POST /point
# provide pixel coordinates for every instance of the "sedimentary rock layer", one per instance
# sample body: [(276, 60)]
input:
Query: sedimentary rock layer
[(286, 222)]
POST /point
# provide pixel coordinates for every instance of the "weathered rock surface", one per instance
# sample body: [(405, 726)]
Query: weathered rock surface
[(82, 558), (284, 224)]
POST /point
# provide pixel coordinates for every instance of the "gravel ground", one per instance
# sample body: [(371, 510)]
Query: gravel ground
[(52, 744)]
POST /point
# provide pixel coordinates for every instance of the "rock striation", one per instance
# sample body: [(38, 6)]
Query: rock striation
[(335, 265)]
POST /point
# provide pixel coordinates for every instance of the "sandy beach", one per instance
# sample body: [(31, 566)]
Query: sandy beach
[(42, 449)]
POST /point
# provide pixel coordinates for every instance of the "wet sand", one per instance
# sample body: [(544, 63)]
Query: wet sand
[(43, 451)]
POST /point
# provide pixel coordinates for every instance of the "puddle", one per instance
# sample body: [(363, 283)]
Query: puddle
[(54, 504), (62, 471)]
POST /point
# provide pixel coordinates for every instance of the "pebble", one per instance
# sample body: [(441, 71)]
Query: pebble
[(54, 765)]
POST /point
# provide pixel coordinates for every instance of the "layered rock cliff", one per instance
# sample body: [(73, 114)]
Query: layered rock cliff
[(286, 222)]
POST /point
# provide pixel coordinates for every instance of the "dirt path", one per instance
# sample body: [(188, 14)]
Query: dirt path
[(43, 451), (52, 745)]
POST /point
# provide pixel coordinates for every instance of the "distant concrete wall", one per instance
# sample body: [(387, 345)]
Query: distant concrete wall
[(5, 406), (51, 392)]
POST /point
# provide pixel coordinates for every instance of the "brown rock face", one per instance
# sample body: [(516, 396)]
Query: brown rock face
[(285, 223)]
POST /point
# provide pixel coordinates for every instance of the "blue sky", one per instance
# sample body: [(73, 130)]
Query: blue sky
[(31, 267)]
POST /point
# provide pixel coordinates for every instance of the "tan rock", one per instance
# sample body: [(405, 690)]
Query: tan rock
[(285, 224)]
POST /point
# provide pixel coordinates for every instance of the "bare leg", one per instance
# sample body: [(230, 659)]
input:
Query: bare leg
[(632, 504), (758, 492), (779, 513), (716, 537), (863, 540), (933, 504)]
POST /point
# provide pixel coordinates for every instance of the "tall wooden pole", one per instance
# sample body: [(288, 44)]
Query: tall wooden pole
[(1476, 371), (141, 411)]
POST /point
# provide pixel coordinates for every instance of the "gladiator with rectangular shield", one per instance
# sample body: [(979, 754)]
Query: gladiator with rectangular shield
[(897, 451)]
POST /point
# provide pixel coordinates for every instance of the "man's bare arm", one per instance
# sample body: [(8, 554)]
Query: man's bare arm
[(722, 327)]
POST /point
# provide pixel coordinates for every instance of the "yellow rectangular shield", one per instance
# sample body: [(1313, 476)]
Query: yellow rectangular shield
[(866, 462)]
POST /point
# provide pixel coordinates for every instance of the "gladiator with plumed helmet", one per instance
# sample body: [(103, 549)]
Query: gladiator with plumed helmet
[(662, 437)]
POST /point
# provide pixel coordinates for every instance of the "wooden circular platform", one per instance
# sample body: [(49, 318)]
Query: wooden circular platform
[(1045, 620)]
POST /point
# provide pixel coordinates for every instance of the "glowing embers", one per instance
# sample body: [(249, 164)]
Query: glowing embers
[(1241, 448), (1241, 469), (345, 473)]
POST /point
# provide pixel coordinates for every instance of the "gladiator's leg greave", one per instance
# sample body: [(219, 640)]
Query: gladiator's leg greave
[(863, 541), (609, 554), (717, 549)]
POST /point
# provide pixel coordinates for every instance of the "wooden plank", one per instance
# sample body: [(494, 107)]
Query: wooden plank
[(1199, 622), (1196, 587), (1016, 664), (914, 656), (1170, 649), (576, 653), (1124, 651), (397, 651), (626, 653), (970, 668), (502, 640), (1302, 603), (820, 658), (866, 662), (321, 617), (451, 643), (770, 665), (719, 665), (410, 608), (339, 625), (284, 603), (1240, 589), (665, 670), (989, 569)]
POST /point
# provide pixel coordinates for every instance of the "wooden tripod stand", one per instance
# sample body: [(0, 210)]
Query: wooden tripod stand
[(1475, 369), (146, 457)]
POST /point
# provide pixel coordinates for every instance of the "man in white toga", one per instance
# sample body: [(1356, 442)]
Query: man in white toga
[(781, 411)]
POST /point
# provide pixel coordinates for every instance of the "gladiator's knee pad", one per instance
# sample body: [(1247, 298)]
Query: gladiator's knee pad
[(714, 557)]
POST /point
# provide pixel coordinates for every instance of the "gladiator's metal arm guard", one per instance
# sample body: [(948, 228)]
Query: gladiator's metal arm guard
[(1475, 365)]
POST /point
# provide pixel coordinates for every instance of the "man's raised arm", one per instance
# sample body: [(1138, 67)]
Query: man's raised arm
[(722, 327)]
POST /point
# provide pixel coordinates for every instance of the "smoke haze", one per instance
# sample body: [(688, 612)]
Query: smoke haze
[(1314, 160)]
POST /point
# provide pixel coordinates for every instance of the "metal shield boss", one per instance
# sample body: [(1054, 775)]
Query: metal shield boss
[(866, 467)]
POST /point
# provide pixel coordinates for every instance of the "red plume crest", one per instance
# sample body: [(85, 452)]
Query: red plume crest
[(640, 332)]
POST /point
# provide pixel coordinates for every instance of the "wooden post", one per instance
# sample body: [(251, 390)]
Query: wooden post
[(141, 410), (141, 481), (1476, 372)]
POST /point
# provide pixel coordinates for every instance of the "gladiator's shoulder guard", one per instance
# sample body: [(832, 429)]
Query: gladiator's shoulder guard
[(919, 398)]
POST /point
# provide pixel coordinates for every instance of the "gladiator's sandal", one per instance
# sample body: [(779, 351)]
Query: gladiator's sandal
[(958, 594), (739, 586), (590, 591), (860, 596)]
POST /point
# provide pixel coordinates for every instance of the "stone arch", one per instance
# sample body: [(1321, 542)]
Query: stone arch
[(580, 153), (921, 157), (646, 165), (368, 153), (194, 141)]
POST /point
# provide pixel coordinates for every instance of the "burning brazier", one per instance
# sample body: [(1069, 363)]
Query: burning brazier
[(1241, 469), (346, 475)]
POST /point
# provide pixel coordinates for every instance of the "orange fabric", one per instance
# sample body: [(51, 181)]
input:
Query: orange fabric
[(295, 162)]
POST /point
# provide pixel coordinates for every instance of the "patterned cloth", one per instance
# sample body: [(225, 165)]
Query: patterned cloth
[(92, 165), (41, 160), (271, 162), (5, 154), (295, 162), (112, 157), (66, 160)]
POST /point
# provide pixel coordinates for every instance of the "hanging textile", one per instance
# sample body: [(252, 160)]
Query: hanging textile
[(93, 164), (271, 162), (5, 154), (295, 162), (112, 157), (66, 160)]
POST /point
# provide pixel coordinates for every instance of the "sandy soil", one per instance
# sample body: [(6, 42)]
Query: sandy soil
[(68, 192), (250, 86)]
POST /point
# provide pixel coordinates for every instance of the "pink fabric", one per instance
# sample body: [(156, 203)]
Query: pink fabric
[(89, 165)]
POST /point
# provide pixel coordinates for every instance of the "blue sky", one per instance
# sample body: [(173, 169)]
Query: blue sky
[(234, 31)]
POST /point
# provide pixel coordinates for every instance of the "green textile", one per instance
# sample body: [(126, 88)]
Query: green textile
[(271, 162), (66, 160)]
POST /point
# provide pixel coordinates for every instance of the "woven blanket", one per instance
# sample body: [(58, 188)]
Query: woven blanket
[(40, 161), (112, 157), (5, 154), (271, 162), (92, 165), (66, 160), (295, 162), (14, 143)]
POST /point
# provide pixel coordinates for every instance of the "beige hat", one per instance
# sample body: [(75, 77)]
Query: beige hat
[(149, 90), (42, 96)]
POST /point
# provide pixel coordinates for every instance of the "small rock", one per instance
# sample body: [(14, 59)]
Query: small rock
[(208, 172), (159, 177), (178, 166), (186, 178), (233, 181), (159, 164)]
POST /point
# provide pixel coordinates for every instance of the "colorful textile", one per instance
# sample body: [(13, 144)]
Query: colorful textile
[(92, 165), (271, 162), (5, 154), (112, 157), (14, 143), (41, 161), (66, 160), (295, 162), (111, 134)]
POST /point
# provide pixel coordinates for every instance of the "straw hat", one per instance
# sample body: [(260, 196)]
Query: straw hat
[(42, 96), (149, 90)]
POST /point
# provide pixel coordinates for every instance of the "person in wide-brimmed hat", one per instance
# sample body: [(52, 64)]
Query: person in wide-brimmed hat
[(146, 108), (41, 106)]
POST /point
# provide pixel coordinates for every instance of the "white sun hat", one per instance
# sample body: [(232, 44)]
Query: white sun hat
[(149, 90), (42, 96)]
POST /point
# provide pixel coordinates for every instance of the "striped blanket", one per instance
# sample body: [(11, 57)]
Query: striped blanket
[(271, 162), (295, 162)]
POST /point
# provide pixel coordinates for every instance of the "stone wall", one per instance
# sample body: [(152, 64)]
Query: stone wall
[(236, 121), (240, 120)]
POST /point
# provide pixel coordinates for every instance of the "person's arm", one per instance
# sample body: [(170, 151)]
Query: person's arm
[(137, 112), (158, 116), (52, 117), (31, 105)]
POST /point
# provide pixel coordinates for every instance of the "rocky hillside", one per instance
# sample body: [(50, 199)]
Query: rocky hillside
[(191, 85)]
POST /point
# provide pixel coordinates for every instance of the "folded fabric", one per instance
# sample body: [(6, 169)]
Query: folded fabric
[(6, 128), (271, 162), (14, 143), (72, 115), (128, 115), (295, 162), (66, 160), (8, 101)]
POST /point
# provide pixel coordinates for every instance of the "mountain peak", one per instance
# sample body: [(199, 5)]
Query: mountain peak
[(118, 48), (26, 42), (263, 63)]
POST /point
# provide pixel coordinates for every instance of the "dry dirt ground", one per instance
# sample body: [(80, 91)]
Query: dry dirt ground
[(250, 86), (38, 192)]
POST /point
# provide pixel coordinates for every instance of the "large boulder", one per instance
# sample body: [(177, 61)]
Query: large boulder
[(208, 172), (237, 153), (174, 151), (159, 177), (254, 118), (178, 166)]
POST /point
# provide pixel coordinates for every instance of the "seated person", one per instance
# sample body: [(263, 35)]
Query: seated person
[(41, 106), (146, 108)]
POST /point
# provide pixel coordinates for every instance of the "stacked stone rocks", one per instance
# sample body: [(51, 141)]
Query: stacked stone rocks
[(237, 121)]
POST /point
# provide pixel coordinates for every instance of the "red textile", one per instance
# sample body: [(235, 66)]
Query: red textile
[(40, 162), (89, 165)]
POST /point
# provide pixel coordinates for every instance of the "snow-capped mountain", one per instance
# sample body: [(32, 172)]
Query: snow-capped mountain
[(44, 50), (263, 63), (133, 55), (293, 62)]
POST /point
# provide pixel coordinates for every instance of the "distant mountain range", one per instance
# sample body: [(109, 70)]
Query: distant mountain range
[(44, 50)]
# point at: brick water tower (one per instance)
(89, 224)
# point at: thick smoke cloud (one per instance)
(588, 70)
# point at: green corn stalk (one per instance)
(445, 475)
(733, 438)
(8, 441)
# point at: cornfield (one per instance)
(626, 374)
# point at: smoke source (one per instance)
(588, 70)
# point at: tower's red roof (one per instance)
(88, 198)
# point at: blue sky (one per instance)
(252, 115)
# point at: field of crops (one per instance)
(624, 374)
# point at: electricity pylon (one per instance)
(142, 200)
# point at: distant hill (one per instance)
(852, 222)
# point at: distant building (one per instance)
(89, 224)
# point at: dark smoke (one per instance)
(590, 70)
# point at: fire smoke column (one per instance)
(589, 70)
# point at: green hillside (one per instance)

About this exercise :: From the listing above, output exactly the run of lines that starts with the line containing "Query: folded fabric" and ends with the line containing "# sample body: [(109, 70)]".

Answer to this task ::
Query: folded fabric
[(6, 128), (271, 162), (14, 143), (72, 115), (128, 115), (295, 162), (66, 160), (8, 101)]
POST /point
# provide pixel coordinates for every instance of the "mountain peak", one per instance
# sample body: [(199, 5)]
Query: mountain peak
[(118, 48), (26, 42), (263, 63)]
POST /point
# provide pixel coordinates for every instance of the "dry dirt ground", one per instance
# sample body: [(80, 91)]
Query: dry dirt ground
[(250, 86), (38, 192)]
POST /point
# provide pixel coordinates for every instance of the "large boulder", one per instance
# sample body: [(177, 61)]
Query: large boulder
[(208, 172), (237, 153), (174, 151), (159, 177), (254, 118), (178, 166)]
POST /point
# provide pixel coordinates for every instance of the "seated person", one per instance
# sample body: [(263, 35)]
Query: seated person
[(41, 106), (146, 108)]
POST /point
# provide pixel coordinates for every instance of the "stacked stone rocks", one per instance
# sample body: [(51, 141)]
Query: stacked stone rocks
[(237, 121)]
POST /point
# provide pixel coordinates for every instance of the "red textile", one per instance
# sample body: [(235, 66)]
Query: red textile
[(40, 162), (89, 165)]
POST /point
# provide pixel coordinates for every instance of the "snow-capped mountain", one per instance
# sample body: [(32, 172)]
Query: snow-capped mountain
[(44, 50), (263, 63), (133, 55), (293, 62)]
POST /point
# provide pixel coordinates for every instance of the "distant mountain range", one per instance
# sample body: [(109, 70)]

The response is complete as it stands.